**The problem:**
Echo each of the following records back verbatim, line for line, with nothing altered or omitted.

-- start Entries supplied --

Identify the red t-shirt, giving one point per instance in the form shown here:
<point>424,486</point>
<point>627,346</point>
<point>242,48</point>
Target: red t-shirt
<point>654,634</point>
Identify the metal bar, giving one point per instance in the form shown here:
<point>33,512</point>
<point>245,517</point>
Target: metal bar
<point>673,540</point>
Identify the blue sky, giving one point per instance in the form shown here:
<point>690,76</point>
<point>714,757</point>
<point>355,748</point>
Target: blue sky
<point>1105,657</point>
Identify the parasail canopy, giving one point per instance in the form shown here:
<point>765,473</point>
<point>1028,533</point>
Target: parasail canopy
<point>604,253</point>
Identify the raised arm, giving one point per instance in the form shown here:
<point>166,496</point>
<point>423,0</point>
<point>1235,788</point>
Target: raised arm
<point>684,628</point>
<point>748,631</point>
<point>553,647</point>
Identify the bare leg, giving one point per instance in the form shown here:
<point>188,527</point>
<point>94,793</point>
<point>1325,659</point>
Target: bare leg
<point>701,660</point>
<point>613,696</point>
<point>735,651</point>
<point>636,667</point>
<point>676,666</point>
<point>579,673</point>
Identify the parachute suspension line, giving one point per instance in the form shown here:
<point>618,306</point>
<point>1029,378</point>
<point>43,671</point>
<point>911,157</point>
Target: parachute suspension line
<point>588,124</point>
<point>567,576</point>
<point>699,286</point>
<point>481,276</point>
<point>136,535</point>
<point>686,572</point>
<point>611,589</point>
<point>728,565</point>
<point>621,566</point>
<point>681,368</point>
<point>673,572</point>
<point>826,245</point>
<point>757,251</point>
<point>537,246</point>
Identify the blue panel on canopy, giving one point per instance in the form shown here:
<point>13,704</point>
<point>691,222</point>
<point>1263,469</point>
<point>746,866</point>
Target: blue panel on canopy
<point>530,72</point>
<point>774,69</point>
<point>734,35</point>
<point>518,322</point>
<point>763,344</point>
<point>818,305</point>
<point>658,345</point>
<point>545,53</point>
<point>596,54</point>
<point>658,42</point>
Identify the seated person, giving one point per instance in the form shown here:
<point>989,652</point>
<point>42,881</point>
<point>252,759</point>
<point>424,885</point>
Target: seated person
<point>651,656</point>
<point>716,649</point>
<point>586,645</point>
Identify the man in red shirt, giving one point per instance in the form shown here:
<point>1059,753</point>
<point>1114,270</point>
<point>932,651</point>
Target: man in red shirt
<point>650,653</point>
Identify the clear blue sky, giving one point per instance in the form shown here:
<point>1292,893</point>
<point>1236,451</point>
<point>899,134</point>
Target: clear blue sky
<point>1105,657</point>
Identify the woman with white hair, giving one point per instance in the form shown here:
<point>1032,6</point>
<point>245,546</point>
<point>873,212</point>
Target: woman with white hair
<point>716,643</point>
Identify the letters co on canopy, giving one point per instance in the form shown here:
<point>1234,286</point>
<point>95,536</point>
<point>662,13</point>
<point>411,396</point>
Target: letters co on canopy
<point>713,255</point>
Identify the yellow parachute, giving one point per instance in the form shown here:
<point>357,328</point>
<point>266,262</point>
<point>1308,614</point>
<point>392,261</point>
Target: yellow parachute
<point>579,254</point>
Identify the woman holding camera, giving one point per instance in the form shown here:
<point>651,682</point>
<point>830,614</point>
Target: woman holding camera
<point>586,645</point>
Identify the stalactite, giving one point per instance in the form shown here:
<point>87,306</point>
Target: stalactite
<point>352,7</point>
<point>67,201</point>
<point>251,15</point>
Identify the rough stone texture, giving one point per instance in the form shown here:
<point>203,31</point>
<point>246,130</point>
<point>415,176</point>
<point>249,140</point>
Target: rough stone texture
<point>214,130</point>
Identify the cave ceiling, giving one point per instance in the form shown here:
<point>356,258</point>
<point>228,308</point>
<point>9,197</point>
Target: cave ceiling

-- end Entries supplied --

**Answer to this task:**
Identify the red t-shirt, giving one point per instance in the form shown here:
<point>424,486</point>
<point>627,346</point>
<point>242,48</point>
Target: red t-shirt
<point>654,634</point>
Identify the metal bar, giving one point per instance in the form shown here:
<point>33,512</point>
<point>245,517</point>
Target: metal bar
<point>673,540</point>
Identify the blue sky, giving one point per instance in the form shown here:
<point>690,76</point>
<point>714,757</point>
<point>355,748</point>
Target: blue sky
<point>1105,657</point>
Identify the parasail canopy, giving one point per instance in the form shown here:
<point>765,473</point>
<point>1028,533</point>
Target: parasail canopy
<point>604,253</point>
Identify the raised arm, giving one point per instance in the form shown here:
<point>166,496</point>
<point>423,0</point>
<point>1235,788</point>
Target: raised arm
<point>684,628</point>
<point>748,631</point>
<point>553,647</point>
Identify the bare leg, giving one point per instance in the form shown here:
<point>188,527</point>
<point>94,793</point>
<point>1325,659</point>
Target: bare leg
<point>701,660</point>
<point>613,696</point>
<point>735,651</point>
<point>636,667</point>
<point>676,666</point>
<point>579,673</point>
Identify the parachute suspension line, giving one point per instance in the form shown here:
<point>618,306</point>
<point>1029,378</point>
<point>43,671</point>
<point>911,157</point>
Target: parachute suspension line
<point>588,124</point>
<point>567,576</point>
<point>699,286</point>
<point>481,276</point>
<point>136,535</point>
<point>686,572</point>
<point>611,589</point>
<point>728,565</point>
<point>621,566</point>
<point>681,368</point>
<point>673,572</point>
<point>826,245</point>
<point>757,251</point>
<point>537,246</point>
Identify the blue panel on canopy, giving one point per instance in the form shown here:
<point>13,704</point>
<point>691,222</point>
<point>1263,469</point>
<point>746,866</point>
Target: blue panel on canopy
<point>530,72</point>
<point>774,69</point>
<point>734,35</point>
<point>518,322</point>
<point>763,344</point>
<point>818,305</point>
<point>658,345</point>
<point>545,53</point>
<point>596,54</point>
<point>658,42</point>
Identify the seated person, giving one point per instance in the form shown here:
<point>989,652</point>
<point>42,881</point>
<point>252,759</point>
<point>424,885</point>
Target: seated person
<point>651,656</point>
<point>716,649</point>
<point>586,645</point>
Identify the man in red shirt, giving one point per instance in the form shown here:
<point>1059,753</point>
<point>1114,270</point>
<point>932,651</point>
Target: man in red shirt
<point>650,653</point>
Identify the clear blue sky, giving one point per instance in the form shown here:
<point>1292,893</point>
<point>1236,451</point>
<point>899,134</point>
Target: clear blue sky
<point>1105,657</point>
Identify the woman with white hair, giving one point per instance in the form shown here:
<point>1032,6</point>
<point>245,546</point>
<point>873,212</point>
Target: woman with white hair
<point>716,643</point>
Identify the letters co on canopy, giving one point per instance in the form shown here:
<point>1234,286</point>
<point>95,536</point>
<point>662,13</point>
<point>411,396</point>
Target: letters co on canopy
<point>713,255</point>
Identify the yellow parachute, giving one point per instance in the form shown here:
<point>357,328</point>
<point>266,262</point>
<point>1308,614</point>
<point>392,261</point>
Target: yellow parachute
<point>579,254</point>
Identify the woman holding camera, giving one point per instance in the form shown here:
<point>651,682</point>
<point>830,614</point>
Target: woman holding camera
<point>586,645</point>
Identify the stalactite, giving one point per instance in the form shown here:
<point>87,306</point>
Target: stalactite
<point>352,7</point>
<point>67,201</point>
<point>251,15</point>
Identify the rough stone texture, giving one point per instance in the form shown here:
<point>203,31</point>
<point>246,130</point>
<point>415,176</point>
<point>249,140</point>
Target: rough stone texture
<point>214,130</point>
Identify the cave ceiling, giving one point per instance in the form shown here:
<point>356,258</point>
<point>228,308</point>
<point>9,197</point>
Target: cave ceiling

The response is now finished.